◆ EXERCISE PROMPT
Continue the test-suite layout page below, picking up after its last table row.

Test-suite layout#

Where each kind of test lives, what it asserts, and the conventions that keep the suite scaling. Companion to Verification-manual spec (which covers VM-corpus tests specifically); this page covers the broader test landscape.

The four test categories #

Every test in tests/ falls into exactly one of four categories. Choosing the right category is the most important authoring decision; it determines run cadence, fixture conventions, and what the test is allowed to assume.

Category	Path	Default `pytest`	What it asserts
Unit	`tests/` (top level + most subdirs)	runs by default	One function / one method / one tightly-scoped behaviour. Constructs the smallest possible model in Python; no fixture files. Fast (< 1 s typical).
Element kernel	`tests/elements/<element>/`	runs by default	One element kernel against an analytical or per-element sanity check. May build a 1-element or N-element model in Python.
Interop / reader	`tests/interop/<vendor>/`	runs by default	One reader function against a fixture deck under `tests/interop/<vendor>/fixtures/`. Asserts model structure (cells, materials, real constants), not solve results.

◆ RECORDED DATA

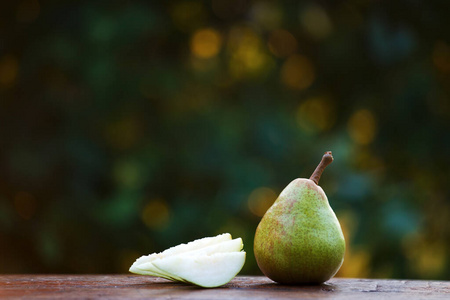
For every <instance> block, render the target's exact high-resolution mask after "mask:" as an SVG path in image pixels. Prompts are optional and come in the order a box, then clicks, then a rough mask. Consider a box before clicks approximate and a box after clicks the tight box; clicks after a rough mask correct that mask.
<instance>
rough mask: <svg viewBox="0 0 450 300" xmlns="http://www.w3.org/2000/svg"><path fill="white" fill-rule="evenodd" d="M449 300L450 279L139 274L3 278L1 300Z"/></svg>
mask: <svg viewBox="0 0 450 300" xmlns="http://www.w3.org/2000/svg"><path fill="white" fill-rule="evenodd" d="M8 298H15V299H19V298H20V299H25V298H33V299H39V298H41V299H55V298H57V299H83V298H89V299H95V298H107V299H233V300H236V299H294V298H295V299H302V298H303V299H309V298H316V299H317V298H318V299H320V298H324V299H390V300H392V299H409V300H412V299H450V282H449V281H420V280H380V279H347V278H333V279H331V280H330V281H328V282H326V283H325V284H322V285H318V286H284V285H279V284H275V283H274V282H273V281H271V280H270V279H268V278H266V277H259V276H257V277H249V276H238V277H236V278H235V279H233V280H232V281H231V282H230V283H228V284H227V285H224V286H222V287H219V288H214V289H204V288H199V287H195V286H191V285H187V284H181V283H173V282H170V281H167V280H165V279H161V278H153V277H147V276H135V275H0V299H8Z"/></svg>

◆ ANSWER TO THE EXERCISE
Cross-solver / verification harness	`tests/cross_solver/`	runs by default	One published benchmark; reads a fixture pair through the reader, solves, asserts published reference within tolerance. Driven by the registry in `_verification_registry.py`.
Validation / convergence study	`tests/validation/`	excluded by default	Multi-refinement convergence study against a textbook closed form. Slow (minutes); runs in main-branch CI only.

The four categories don’t overlap. A test that ingests a fixture and asserts a closed form belongs in tests/cross_solver/ (via the registry), not in tests/interop/ and tests/validation/.

Test discovery + exclusion #

The suite uses pytest defaults plus a norecursedirs rule in pyproject.toml that excludes tests/validation/ from the default sweep. The exclusion exists because the validation suite runs multi-mesh convergence studies and easily hits 10-min wall time; running it on every PR is wasteful.

Validation runs:

Main-branch CI — a dedicated job runs pytest tests/validation on every push to main. Failures block the docs build but do not block PR merges (to keep the PR lane fast).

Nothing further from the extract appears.